[START]

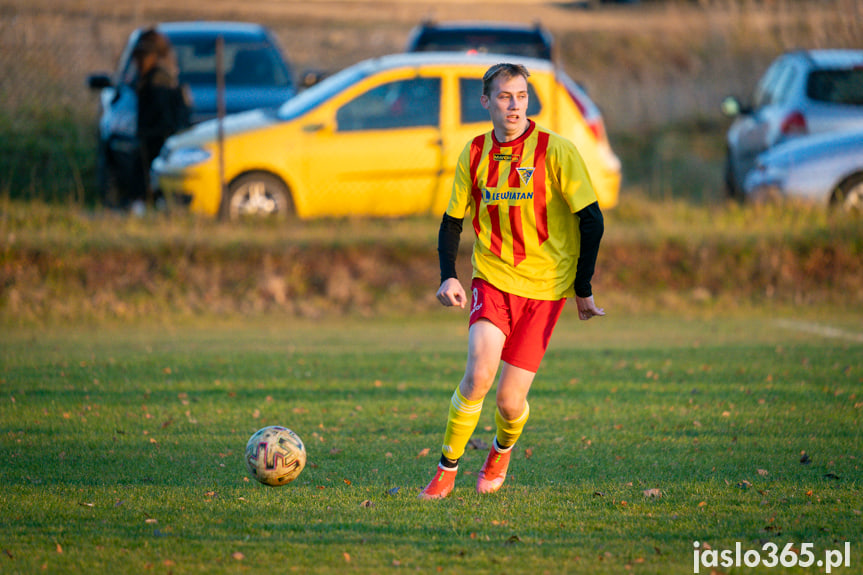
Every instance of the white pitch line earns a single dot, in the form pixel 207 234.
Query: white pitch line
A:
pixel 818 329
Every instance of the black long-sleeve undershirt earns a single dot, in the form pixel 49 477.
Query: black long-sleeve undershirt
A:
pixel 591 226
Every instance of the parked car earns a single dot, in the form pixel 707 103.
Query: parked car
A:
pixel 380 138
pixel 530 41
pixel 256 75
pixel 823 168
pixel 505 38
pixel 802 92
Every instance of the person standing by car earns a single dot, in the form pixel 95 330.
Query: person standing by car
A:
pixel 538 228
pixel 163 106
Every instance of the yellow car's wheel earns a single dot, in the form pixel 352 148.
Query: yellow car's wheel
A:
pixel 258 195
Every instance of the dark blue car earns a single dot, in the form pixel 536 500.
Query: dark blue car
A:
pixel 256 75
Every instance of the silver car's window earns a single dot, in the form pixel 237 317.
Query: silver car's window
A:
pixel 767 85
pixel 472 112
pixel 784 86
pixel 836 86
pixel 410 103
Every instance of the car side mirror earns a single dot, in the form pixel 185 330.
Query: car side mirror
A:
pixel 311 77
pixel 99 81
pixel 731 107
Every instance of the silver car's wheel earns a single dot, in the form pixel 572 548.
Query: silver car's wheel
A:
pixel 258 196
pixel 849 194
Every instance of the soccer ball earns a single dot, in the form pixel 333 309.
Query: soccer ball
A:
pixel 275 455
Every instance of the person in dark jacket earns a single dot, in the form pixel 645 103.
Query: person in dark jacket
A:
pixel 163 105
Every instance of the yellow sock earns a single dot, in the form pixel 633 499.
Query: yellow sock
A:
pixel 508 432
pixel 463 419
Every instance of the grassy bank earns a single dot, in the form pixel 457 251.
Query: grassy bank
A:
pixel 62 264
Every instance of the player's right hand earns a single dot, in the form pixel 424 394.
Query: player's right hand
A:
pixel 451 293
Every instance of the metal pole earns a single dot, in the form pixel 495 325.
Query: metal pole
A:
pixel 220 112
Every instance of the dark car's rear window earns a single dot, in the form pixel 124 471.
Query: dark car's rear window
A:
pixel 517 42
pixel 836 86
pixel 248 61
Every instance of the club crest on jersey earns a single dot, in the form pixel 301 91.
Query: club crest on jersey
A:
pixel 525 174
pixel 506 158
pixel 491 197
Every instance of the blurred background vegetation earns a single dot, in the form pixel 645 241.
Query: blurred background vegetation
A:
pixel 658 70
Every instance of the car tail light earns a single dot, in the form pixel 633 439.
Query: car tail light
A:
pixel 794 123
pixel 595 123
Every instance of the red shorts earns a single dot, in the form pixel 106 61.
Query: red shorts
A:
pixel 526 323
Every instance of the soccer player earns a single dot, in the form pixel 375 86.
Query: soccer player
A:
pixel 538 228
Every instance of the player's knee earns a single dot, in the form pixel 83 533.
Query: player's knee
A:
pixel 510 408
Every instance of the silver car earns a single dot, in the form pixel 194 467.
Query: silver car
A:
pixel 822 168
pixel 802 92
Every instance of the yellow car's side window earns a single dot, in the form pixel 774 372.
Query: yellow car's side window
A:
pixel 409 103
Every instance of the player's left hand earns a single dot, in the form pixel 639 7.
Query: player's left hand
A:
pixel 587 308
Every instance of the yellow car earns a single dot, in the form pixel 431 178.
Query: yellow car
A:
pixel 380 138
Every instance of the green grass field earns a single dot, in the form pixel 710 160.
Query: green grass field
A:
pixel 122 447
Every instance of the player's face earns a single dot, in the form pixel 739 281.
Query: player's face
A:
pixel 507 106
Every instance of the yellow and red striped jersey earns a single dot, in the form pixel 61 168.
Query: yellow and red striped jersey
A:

[END]

Render all of the data above as a Markdown table with the columns Row and Data line, giving each line its own numbered row. Skip blank lines and leave the pictures out.

| Row | Data line |
|---|---|
| 1 | Every instance of the white pitch line earns a single dot, in the form pixel 207 234. |
| 2 | Query: white pitch line |
| 3 | A: |
| 4 | pixel 818 329 |
| 5 | Every instance of the black long-sleeve undershirt earns a single dot, in the form pixel 49 477. |
| 6 | Query: black long-sleeve undershirt |
| 7 | A: |
| 8 | pixel 591 226 |
| 9 | Every instance of the parked car earns a single dot, in the form pixel 707 103. |
| 10 | Query: parked car |
| 11 | A: |
| 12 | pixel 380 138 |
| 13 | pixel 530 41 |
| 14 | pixel 256 75 |
| 15 | pixel 823 168 |
| 16 | pixel 505 38 |
| 17 | pixel 802 92 |
| 18 | Every instance of the person standing by car earns a single dot, in the form pixel 95 330. |
| 19 | Query: person standing by car |
| 20 | A: |
| 21 | pixel 538 228 |
| 22 | pixel 163 106 |
| 23 | Every instance of the yellow car's wheel earns a single dot, in the form pixel 352 148. |
| 24 | Query: yellow car's wheel |
| 25 | A: |
| 26 | pixel 258 195 |
| 27 | Every instance of the dark blue car earns a single dot, in the form pixel 536 500. |
| 28 | Query: dark blue car |
| 29 | A: |
| 30 | pixel 256 75 |
| 31 | Every instance of the silver car's window earns a single dot, in the form pixel 237 317. |
| 32 | Query: silver car's window |
| 33 | A: |
| 34 | pixel 767 85 |
| 35 | pixel 472 112 |
| 36 | pixel 784 86 |
| 37 | pixel 836 86 |
| 38 | pixel 410 103 |
| 39 | Every instance of the car side mirror earns a single dot, in the form pixel 185 330. |
| 40 | Query: car side mirror |
| 41 | A: |
| 42 | pixel 311 77 |
| 43 | pixel 99 81 |
| 44 | pixel 731 107 |
| 45 | Every instance of the silver car's wheel earns a single dot, in the form pixel 572 548. |
| 46 | Query: silver car's wheel |
| 47 | A: |
| 48 | pixel 258 196 |
| 49 | pixel 849 194 |
| 50 | Every instance of the soccer ball earns a single dot, in the form pixel 333 309. |
| 51 | Query: soccer ball |
| 52 | A: |
| 53 | pixel 275 455 |
| 54 | Every instance of the person in dark jacket earns a single dot, in the form pixel 645 103. |
| 55 | Query: person in dark jacket |
| 56 | A: |
| 57 | pixel 163 105 |
| 58 | Every instance of the yellow sock earns a single dot, in the form pixel 633 499. |
| 59 | Query: yellow sock |
| 60 | A: |
| 61 | pixel 508 432 |
| 62 | pixel 463 419 |
| 63 | Every instance of the grassy bank earns a single dot, in the form pixel 457 251. |
| 64 | Query: grassy bank |
| 65 | A: |
| 66 | pixel 62 264 |
| 67 | Every instance of the player's right hand earns a single dot, in the form pixel 424 394. |
| 68 | Query: player's right hand |
| 69 | A: |
| 70 | pixel 451 293 |
| 71 | Every instance of the metal pole earns a single dot, in the form pixel 495 325. |
| 72 | Query: metal pole |
| 73 | A: |
| 74 | pixel 220 112 |
| 75 | Every instance of the dark car's rear window earns a single dot, in the form pixel 124 471. |
| 76 | Query: dark car's rear window |
| 77 | A: |
| 78 | pixel 517 42 |
| 79 | pixel 836 86 |
| 80 | pixel 248 61 |
| 81 | Every instance of the club crest on jersey earns a single dot, in the form pixel 301 91. |
| 82 | Query: club crest on jersey |
| 83 | A: |
| 84 | pixel 525 174 |
| 85 | pixel 506 158 |
| 86 | pixel 491 197 |
| 87 | Every instance of the blurred background vegetation earns a single dot, in the form pixel 645 241. |
| 88 | Query: blurred background vegetation |
| 89 | A: |
| 90 | pixel 658 70 |
| 91 | Every instance of the car tail light earns a single dot, in the form pixel 633 439. |
| 92 | Query: car tail light |
| 93 | A: |
| 94 | pixel 794 123 |
| 95 | pixel 595 123 |
| 96 | Every instance of the red shorts earns a single dot, in the form pixel 106 61. |
| 97 | Query: red shorts |
| 98 | A: |
| 99 | pixel 526 323 |
| 100 | Every instance of the soccer player earns a single dot, in the form pixel 375 86. |
| 101 | Query: soccer player |
| 102 | A: |
| 103 | pixel 538 228 |
| 104 | Every instance of the player's knee earns a single dot, in the form pixel 83 533. |
| 105 | Query: player's knee |
| 106 | A: |
| 107 | pixel 510 408 |
| 108 | Every instance of the silver car earns a single dot, in the form pixel 194 467. |
| 109 | Query: silver car |
| 110 | A: |
| 111 | pixel 822 168 |
| 112 | pixel 802 92 |
| 113 | Every instance of the yellow car's side window earns a single dot, in the form pixel 774 372. |
| 114 | Query: yellow car's side window |
| 115 | A: |
| 116 | pixel 409 103 |
| 117 | Every instance of the player's left hand earns a single dot, in the form pixel 639 7. |
| 118 | Query: player's left hand |
| 119 | A: |
| 120 | pixel 587 308 |
| 121 | Every instance of the yellow car earns a single dot, in the form pixel 431 178. |
| 122 | Query: yellow car |
| 123 | A: |
| 124 | pixel 380 138 |
| 125 | Every instance of the green grass field earns a single dot, in the form pixel 710 160. |
| 126 | Query: green grass field |
| 127 | A: |
| 128 | pixel 122 447 |
| 129 | Every instance of the player's face earns a single dot, in the form pixel 739 281. |
| 130 | Query: player's face |
| 131 | A: |
| 132 | pixel 507 106 |
| 133 | Every instance of the yellow and red striped jersey earns a single dot, in the form pixel 61 168. |
| 134 | Query: yellow and red striped jersey |
| 135 | A: |